***** Page excerpt *****

Overall, the report findings indicated that the gaps between Mäori and non-Mäori education, employment, economic and health status were significant, and were either stabilised or widening.
Key Findings of the Closing the Gaps Report, 2000
All of the indicators in the report show that there is considerable disparity between Mäori and non-Mäori.
The report demonstrates that Mäori continue to experience:
 poorer health status
 lower income levels
 higher unemployment
 higher rates of prosecution and conviction
 attain fewer educational qualifications
 lower rates of living in owned homes than non-Mäori.
Overall, there have been few reductions in disparity since the last Closing the Gaps report, and in those areas where Mäori rates have been improving, corresponding improvements in the status of non-Mäori mean that disparities between Mäori and non-Mäori are not closing.
Poorer outcomes for Mäori are evident from the start of life:
 Mäori infants are more likely to die than non-Mäori infants
 Mäori children are less likely than non-Mäori to be participating in early childhood education, an area that is important for future educational development.
Disparities continue to exist throughout childhood and young adulthood
 Mäori are leaving secondary school with much lower levels of qualifications than non-Mäori
 majority of young Mäori are leaving school with qualification levels that will disadvantage them when attempting to gain access to quality post school education and employment
 Mäori youth are less likely to move directly into tertiary education than non-Mäori, and are far less likely to be participating in formal tertiary education
 Mäori are over represented in second chance schemes, such as the Training Opportunities Programme (TOPs).
There are significant disparities between Mäori and non-Mäori social and economic status throughout adulthood
 Mäori unemployment and long term unemployment rates continue to be significantly higher than for non-Mäori
 Mäori are also less likely to be participating in the labour force
 Mäori incomes are lower than those for non-Mäori
 Mäori are more likely to require government assistance or to be totally dependent on a benefit
 This impacts on Mäori access to adequate housing, Mäori health status, and contributes to the much higher offending and victimisation rates within the Mäori community.
So What is the Government’s Closing the Gaps Policy?
The gaps between Mäori and non-Mäori are especially apparent in areas such as housing conditions and home ownership, educational achievement, rates and periods of unemployment, health status, numbers of prison inmates and children and young persons in need of care, protection and control.

*****

_Set task A_:
Reproduce the part of the Closing the Gaps excerpt starting with "Overall, the report" and going on through "stabilised or widening.".
_Set task B_:
In the Closing the Gaps excerpt, which second chance scheme is named as one in which Mäori are over represented?

***** Listed entries *****

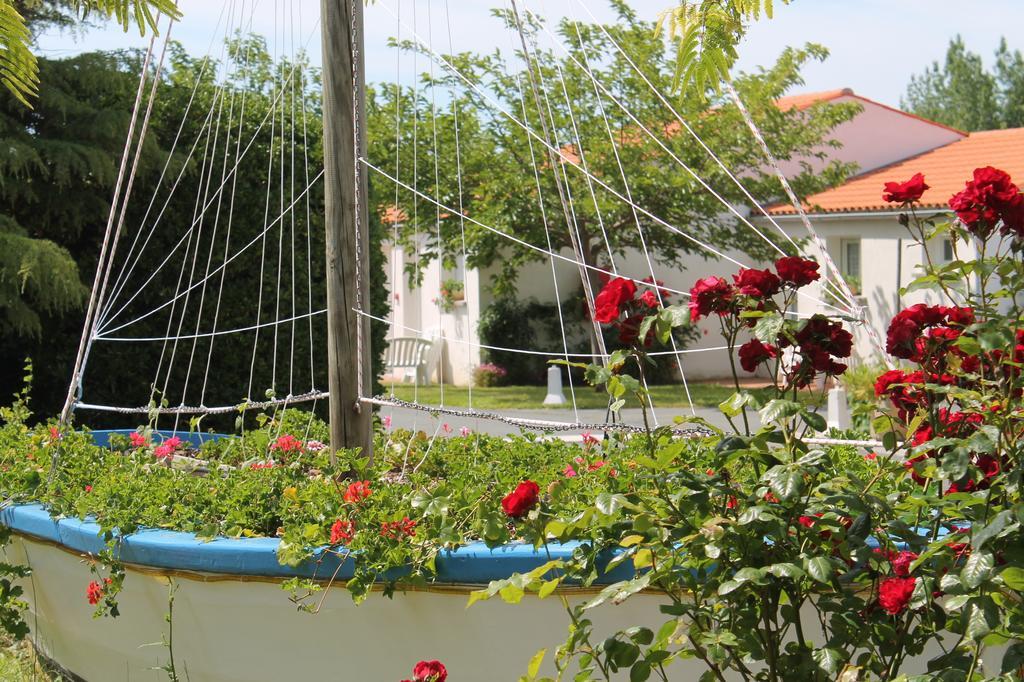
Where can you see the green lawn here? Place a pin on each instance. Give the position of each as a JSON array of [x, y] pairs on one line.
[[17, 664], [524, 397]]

*****
***** Listed entries *****

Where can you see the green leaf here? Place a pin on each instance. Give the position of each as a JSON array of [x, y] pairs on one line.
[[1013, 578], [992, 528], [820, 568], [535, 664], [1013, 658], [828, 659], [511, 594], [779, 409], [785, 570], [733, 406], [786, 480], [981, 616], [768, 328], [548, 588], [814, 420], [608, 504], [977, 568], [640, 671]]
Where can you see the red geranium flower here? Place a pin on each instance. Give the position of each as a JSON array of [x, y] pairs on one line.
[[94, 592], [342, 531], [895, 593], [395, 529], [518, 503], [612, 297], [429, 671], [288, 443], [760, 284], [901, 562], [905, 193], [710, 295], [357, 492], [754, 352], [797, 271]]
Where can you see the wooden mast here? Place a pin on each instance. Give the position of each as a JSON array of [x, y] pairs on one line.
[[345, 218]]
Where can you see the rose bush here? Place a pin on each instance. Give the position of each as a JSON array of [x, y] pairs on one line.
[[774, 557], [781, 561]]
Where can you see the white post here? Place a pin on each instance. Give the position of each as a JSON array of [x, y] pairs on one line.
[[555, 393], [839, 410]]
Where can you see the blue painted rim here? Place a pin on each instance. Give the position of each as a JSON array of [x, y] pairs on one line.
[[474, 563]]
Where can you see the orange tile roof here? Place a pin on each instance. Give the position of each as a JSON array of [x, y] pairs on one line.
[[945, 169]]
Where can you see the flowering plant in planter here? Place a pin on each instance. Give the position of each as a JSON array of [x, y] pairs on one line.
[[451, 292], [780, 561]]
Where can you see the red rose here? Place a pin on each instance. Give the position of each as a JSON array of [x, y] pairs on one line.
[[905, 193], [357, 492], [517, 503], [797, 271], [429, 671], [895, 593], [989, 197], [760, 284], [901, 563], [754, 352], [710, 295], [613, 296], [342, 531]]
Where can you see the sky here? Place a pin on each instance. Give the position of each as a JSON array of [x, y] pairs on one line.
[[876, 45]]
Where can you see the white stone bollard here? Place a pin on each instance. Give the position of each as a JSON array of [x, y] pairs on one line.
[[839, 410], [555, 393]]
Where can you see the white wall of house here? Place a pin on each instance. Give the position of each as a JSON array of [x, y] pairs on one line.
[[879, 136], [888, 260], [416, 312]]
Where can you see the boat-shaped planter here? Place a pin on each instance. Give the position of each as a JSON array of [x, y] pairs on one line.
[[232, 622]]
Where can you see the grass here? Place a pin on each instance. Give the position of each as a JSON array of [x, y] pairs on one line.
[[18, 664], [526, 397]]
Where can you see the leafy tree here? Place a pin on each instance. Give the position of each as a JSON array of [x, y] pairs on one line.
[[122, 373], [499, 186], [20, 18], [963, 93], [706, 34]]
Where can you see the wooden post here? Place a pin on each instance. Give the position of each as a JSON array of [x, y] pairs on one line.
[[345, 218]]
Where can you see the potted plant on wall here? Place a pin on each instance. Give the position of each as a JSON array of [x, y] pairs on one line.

*****

_Correct output A_:
Overall, the report findings indicated that the gaps between Mäori and non-Mäori education, employment, economic and health status were significant, and were either stabilised or widening.

_Correct output B_:
The Training Opportunities Programme (TOPs).